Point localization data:
▬▬▬▬▬▬

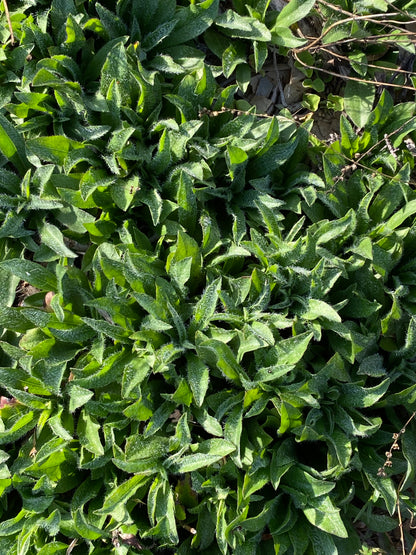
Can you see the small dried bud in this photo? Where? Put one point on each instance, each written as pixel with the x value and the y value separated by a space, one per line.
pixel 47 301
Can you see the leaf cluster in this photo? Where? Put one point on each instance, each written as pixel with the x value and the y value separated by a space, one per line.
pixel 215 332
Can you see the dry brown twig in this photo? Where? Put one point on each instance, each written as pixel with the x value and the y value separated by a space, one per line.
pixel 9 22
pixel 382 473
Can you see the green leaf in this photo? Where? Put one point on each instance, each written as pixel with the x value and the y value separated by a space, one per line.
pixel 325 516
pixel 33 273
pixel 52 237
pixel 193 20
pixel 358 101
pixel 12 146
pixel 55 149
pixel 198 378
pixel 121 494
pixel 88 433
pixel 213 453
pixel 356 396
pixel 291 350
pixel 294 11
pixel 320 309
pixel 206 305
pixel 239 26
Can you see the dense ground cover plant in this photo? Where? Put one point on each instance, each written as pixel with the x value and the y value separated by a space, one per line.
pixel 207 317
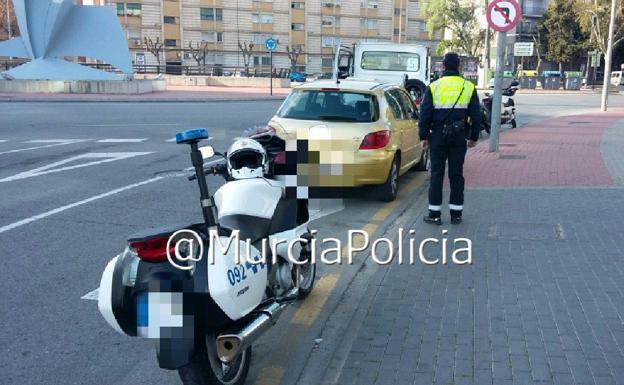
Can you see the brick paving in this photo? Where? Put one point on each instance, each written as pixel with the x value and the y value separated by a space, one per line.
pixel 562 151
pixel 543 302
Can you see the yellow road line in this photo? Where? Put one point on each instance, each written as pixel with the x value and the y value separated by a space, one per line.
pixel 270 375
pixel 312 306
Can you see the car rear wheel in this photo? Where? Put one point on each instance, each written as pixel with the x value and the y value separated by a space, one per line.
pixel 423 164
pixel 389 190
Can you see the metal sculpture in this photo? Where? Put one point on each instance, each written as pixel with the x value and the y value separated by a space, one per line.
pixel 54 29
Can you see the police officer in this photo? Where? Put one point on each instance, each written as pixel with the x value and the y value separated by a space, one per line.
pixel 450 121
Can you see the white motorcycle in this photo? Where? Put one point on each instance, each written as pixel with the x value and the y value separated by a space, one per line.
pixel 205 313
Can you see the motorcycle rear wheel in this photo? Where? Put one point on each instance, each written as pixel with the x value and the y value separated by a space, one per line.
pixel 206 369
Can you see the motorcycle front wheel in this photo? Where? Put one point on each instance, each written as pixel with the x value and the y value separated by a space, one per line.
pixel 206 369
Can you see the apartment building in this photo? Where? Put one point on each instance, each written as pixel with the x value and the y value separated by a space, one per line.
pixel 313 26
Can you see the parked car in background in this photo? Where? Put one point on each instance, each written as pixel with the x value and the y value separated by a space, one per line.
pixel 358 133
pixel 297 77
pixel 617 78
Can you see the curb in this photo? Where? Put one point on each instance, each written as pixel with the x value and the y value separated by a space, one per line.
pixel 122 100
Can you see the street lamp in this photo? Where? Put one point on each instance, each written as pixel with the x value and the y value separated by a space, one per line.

▬▬▬▬▬▬

[What the task requires]
An exact repetition of all the records above is required, excluding the pictures.

[Completed task]
Can you see the small dried bud in this photo? Where? Put one point on each instance, each written as pixel with the x value and the y value separated by a space, one per line.
pixel 47 301
Can you see the leaf cluster in this photo? Where? Put one point on each instance, each written as pixel with the x value and the y value separated by a space, one per line.
pixel 215 332
Can you see the dry brown twig in this photo? Where? Put one point on each instance, each written as pixel with the x value and the y value separated by a space, one per line.
pixel 9 22
pixel 382 473
Can you see the green leaf in this photo? Where? Put one point on each instance, each written as pixel with the x value and the y value separated by a space, one per line.
pixel 325 516
pixel 33 273
pixel 52 237
pixel 193 20
pixel 358 101
pixel 12 146
pixel 55 149
pixel 198 378
pixel 121 494
pixel 88 433
pixel 213 453
pixel 356 396
pixel 291 350
pixel 294 11
pixel 320 309
pixel 206 305
pixel 239 26
Can you see the dense ground cover plant in this photo? Where? Put one point on each instance, each written as pixel with the x value and the y value separated by a space, one per line.
pixel 207 317
Can you see the brick paving in this photo? Where? Put one point on each instance, each written as pixel with the x value and the y value separated by a space, one per line.
pixel 562 151
pixel 543 302
Can you see the yellow road line in this photo? Where? Put one point on each instance, each written as pixel with the x value and the y value separated by a space, one per line.
pixel 270 375
pixel 312 306
Can you see the car rear wheel in this photo? Where? Put one point on each instance, each written as pixel with the x value and the y value separated by a space, one per line.
pixel 423 164
pixel 389 190
Can you see the metal sculpture in this photo? Where? Put one point on each instance, each written as pixel with the x value and the y value separated by a space, one per line.
pixel 54 29
Can you see the police officer in this photo? Where? Put one point on each instance, each written as pixel with the x value and the y value separated by a space, one per line.
pixel 450 121
Can you see the white motorcycle in this photo? Where? Put one point on each instance, each written as pixel with the x value and the y value separated by a space, one per line.
pixel 205 313
Can you see the motorcycle rear wheel in this photo? Where? Put one point on each instance, each written as pixel with the x value and the y value separated by a space, one per line.
pixel 206 369
Can you see the motorcycle front wheel in this photo? Where? Put one point on each instance, each written as pixel with the x value and the y value separated by a space, one per line.
pixel 206 369
Can you see the apartment building in this photo? Where? Put one point on each instance, each written as pixel with the x value and the y value separated by a space, one per line.
pixel 313 26
Can you see the parked car in background in this photo? Where? Put one point on each instance, each written as pixel with the x value and the y value separated by a space, one per line.
pixel 358 133
pixel 297 77
pixel 617 78
Can you see the curb in this photo? Where? Put one point on each instance, each written as pixel with the x value and the y value separated by a space, one per line.
pixel 122 100
Can you see the street lamp in this photo? Where? Put one point on each instance, each written as pixel with the x value and the y value separated by a space, one per line.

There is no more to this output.